[Raw data]

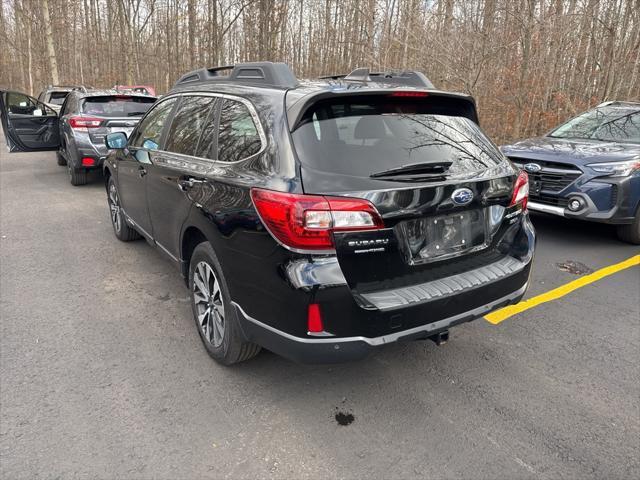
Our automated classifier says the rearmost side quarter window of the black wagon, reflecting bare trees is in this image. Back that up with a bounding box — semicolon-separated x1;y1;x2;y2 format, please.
218;99;262;162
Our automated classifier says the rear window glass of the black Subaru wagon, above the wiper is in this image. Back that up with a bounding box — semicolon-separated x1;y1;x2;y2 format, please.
293;96;503;177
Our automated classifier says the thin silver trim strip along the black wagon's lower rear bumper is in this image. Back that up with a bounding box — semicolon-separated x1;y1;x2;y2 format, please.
231;282;529;347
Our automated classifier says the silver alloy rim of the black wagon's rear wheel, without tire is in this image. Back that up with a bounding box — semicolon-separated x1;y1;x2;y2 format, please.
193;262;225;347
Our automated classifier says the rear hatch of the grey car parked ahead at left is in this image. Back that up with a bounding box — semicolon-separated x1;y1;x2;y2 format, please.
82;95;155;145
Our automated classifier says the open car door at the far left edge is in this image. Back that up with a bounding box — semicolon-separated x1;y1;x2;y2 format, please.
0;90;60;152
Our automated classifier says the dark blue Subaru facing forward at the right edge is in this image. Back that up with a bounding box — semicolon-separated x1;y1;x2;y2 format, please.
502;102;640;244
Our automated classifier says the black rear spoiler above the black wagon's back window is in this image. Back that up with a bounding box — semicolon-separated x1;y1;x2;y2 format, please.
287;88;480;131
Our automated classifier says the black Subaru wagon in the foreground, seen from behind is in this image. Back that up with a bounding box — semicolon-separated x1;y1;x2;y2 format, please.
104;62;535;364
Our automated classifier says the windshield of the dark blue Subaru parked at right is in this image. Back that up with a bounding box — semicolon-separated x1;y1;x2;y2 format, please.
549;108;640;143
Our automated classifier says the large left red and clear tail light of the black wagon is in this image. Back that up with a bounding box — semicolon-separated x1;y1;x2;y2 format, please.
251;188;384;251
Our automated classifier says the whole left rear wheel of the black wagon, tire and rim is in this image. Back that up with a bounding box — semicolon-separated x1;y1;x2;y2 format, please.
189;242;261;365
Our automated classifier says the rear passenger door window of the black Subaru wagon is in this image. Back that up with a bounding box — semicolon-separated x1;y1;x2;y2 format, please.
164;96;215;155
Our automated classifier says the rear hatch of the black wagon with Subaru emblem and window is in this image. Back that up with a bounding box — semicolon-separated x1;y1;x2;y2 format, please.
292;91;526;310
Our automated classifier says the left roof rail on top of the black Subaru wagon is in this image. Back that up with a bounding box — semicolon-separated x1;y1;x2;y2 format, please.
173;62;298;88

[/Raw data]

Print the records exactly and omit all pictures.

▸ **Solution for this exercise**:
Our automated classifier says the rearmost side quarter window of the black wagon, reflecting bare trees is in this image. Back that up with a bounding box — semicolon-separated x1;y1;x2;y2 format, please.
218;99;262;162
Our automated classifier says the rear window glass of the black Subaru wagon, above the wiper is in this image. Back that up with a bounding box — semicolon-separated x1;y1;x2;y2 format, please.
293;96;503;177
Our automated classifier says the thin silver trim strip along the black wagon's lower rear bumper is in this image. Back that up with a bounding box — semicolon-separated x1;y1;x2;y2 format, please.
231;282;529;347
Our automated classifier says the silver alloy rim of the black wagon's rear wheel, without tire is in this image. Back that up with a bounding box — semicolon-separated x1;y1;x2;y2 format, please.
193;262;225;347
Our automated classifier says the rear hatch of the grey car parked ahead at left is in this image. Back that up with a bounding box — semicolon-separated x1;y1;x2;y2 format, please.
82;95;155;145
Our automated classifier says the open car door at the far left edge is in this image. Back that up with a bounding box — semicolon-separated x1;y1;x2;y2 format, please.
0;90;60;152
Our automated classifier says the dark blue Subaru facing forward at the right edge is in this image. Back that up with a bounding box — semicolon-separated x1;y1;x2;y2 format, please.
502;102;640;244
Our automated classifier says the black rear spoiler above the black wagon's back window is in this image. Back that up with a bounding box — semicolon-separated x1;y1;x2;y2 format, please.
287;88;480;131
Our automated classifier says the black Subaru wagon in the foreground, seen from behind is in this image. Back that up with a bounding box — semicolon-separated x1;y1;x2;y2 format, please.
104;62;535;364
Our automated classifier says the windshield of the dark blue Subaru parked at right is in this image. Back that up with a bounding box — semicolon-separated x1;y1;x2;y2 format, please.
549;108;640;143
Our automated classifier says the large left red and clear tail light of the black wagon is in this image. Back that up with a bounding box — semicolon-separated x1;y1;x2;y2 format, please.
251;188;384;251
Our automated classifier says the whole left rear wheel of the black wagon, tire and rim is in this image. Back that up with a bounding box — semicolon-separated x1;y1;x2;y2 format, please.
189;242;261;365
Our automated classifier says the rear passenger door window of the black Subaru wagon is in this image. Back that up with a bounding box — semicolon-separated x1;y1;x2;y2 format, please.
164;96;215;155
Our automated classifier says the rear hatch of the black wagon with Subaru emblem and window is in this image. Back that up with a bounding box — semicolon-separated x1;y1;x2;y2 format, please.
292;91;526;310
Our automated classifier says the left roof rail on top of the black Subaru wagon is in this image. Back that up with a bounding box — semicolon-separated x1;y1;x2;y2 format, please.
173;62;298;88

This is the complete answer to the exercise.